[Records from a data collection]
============
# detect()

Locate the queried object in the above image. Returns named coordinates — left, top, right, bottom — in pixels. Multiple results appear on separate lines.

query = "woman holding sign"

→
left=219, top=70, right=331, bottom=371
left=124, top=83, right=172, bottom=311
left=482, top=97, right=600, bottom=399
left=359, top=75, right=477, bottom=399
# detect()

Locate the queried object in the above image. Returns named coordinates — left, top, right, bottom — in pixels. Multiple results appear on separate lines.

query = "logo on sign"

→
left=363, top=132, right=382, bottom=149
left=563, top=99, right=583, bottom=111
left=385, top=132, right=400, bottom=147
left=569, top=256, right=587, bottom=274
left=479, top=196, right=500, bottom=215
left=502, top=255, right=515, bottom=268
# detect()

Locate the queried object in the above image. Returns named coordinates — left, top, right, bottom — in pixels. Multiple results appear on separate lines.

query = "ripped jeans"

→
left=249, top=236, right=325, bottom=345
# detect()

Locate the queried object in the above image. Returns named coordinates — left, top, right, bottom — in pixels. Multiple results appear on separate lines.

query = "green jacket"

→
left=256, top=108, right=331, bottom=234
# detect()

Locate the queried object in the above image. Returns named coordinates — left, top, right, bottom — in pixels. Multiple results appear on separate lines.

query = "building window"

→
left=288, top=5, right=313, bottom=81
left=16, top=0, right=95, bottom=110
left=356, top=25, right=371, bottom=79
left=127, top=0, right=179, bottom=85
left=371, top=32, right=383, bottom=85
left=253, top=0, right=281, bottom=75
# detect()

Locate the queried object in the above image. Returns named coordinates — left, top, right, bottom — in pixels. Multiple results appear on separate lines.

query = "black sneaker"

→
============
**EXERCISE INSTRUCTIONS**
Print the lines of the entries above from the first line through the line containing "left=359, top=75, right=477, bottom=399", inclusive, reproducing them without any change.

**TASK ANSWER**
# detect()

Locate the queried object in the above image. Returns named coordinates — left, top, right, bottom — in pixels. Multiple results appear on separate lines.

query = "woman holding sign"

→
left=219, top=70, right=331, bottom=371
left=124, top=83, right=172, bottom=311
left=482, top=97, right=600, bottom=399
left=359, top=75, right=477, bottom=399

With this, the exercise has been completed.